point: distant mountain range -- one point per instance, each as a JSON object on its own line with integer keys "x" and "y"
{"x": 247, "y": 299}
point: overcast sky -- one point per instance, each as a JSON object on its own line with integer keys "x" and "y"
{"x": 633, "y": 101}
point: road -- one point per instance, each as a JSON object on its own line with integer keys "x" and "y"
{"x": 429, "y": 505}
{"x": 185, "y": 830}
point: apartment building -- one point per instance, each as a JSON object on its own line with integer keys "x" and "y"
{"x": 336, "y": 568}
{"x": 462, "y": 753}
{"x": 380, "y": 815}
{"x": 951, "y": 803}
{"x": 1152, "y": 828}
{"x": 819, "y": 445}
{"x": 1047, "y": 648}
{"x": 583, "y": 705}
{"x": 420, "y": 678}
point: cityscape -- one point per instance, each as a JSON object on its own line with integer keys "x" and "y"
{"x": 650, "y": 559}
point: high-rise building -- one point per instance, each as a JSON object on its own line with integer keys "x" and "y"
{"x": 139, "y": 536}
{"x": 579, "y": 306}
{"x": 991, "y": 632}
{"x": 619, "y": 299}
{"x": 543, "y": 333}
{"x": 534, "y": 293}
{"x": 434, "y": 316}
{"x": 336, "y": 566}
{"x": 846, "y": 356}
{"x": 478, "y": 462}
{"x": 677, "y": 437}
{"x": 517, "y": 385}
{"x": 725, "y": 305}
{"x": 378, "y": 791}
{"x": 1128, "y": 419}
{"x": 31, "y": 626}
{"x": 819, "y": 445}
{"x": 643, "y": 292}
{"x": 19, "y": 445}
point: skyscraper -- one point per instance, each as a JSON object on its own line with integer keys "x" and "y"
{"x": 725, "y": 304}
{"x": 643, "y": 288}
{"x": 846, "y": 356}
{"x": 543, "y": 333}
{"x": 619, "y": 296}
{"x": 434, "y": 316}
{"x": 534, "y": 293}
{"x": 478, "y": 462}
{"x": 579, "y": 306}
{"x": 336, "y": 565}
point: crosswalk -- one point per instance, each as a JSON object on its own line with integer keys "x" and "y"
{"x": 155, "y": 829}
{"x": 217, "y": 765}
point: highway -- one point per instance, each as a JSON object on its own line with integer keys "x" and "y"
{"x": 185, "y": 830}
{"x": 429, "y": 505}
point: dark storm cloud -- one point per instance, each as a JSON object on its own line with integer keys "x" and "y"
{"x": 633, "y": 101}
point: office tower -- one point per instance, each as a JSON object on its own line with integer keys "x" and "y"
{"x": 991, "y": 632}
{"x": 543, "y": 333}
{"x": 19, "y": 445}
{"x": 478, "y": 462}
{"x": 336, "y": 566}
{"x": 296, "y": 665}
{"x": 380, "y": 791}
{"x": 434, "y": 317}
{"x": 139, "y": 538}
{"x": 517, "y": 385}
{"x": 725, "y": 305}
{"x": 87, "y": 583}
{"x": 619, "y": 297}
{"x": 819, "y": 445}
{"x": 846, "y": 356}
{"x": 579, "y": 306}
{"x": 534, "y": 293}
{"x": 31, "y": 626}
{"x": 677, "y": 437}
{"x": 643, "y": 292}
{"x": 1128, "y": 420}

• [About this exercise] The complete listing must be reproduced exactly as written.

• [Result for this task]
point: distant mountain range -- one point per instance, each as a JSON object on its own line with integer keys "x" and "y"
{"x": 247, "y": 299}
point: overcast sky -- one point per instance, each as a JSON object on its own line with integer keys "x" and "y"
{"x": 633, "y": 101}
point: road -- one point per instance, each as a JSON object on its own line with integer keys "x" and "y"
{"x": 429, "y": 505}
{"x": 185, "y": 830}
point: apartment building -- one point per instance, each as a JSON object on its own line with integer keys "x" and "y"
{"x": 336, "y": 568}
{"x": 462, "y": 753}
{"x": 380, "y": 815}
{"x": 951, "y": 803}
{"x": 1152, "y": 828}
{"x": 819, "y": 445}
{"x": 1047, "y": 648}
{"x": 583, "y": 705}
{"x": 420, "y": 678}
point: cityscape -- one point per instance, each as a JSON object on its own line with integer keys "x" and "y"
{"x": 650, "y": 559}
point: high-rise building -- one point per instance, each as a JSON object on its own line with integer keys "x" and "y"
{"x": 139, "y": 536}
{"x": 579, "y": 306}
{"x": 991, "y": 632}
{"x": 619, "y": 299}
{"x": 543, "y": 333}
{"x": 534, "y": 293}
{"x": 434, "y": 316}
{"x": 336, "y": 566}
{"x": 846, "y": 356}
{"x": 478, "y": 462}
{"x": 677, "y": 437}
{"x": 517, "y": 385}
{"x": 725, "y": 305}
{"x": 378, "y": 791}
{"x": 1128, "y": 419}
{"x": 31, "y": 626}
{"x": 819, "y": 445}
{"x": 643, "y": 292}
{"x": 19, "y": 445}
point: skyscraper -- one point per instance, each as a JSON object on its own line with integer keys "x" and "y"
{"x": 725, "y": 304}
{"x": 643, "y": 288}
{"x": 846, "y": 356}
{"x": 543, "y": 333}
{"x": 619, "y": 296}
{"x": 434, "y": 316}
{"x": 534, "y": 293}
{"x": 478, "y": 462}
{"x": 579, "y": 306}
{"x": 336, "y": 565}
point: crosswalk -- one point per instance, each as a JSON object on its own line with integer keys "x" and "y"
{"x": 155, "y": 829}
{"x": 217, "y": 765}
point: highway -- one point per instance, each as a JSON object on its own line with integer keys "x" and "y"
{"x": 185, "y": 830}
{"x": 429, "y": 505}
point: dark storm cloud -- one point per instance, each as a JSON object on its own line with integer keys "x" and "y"
{"x": 633, "y": 101}
point: office tower -- one point per instance, each as a JSON object on its own line with integer keys "x" and "y"
{"x": 991, "y": 632}
{"x": 543, "y": 333}
{"x": 19, "y": 445}
{"x": 478, "y": 462}
{"x": 336, "y": 566}
{"x": 296, "y": 665}
{"x": 380, "y": 791}
{"x": 434, "y": 317}
{"x": 139, "y": 538}
{"x": 517, "y": 385}
{"x": 725, "y": 305}
{"x": 87, "y": 583}
{"x": 619, "y": 297}
{"x": 819, "y": 445}
{"x": 846, "y": 356}
{"x": 579, "y": 306}
{"x": 534, "y": 293}
{"x": 31, "y": 626}
{"x": 677, "y": 437}
{"x": 643, "y": 292}
{"x": 1128, "y": 420}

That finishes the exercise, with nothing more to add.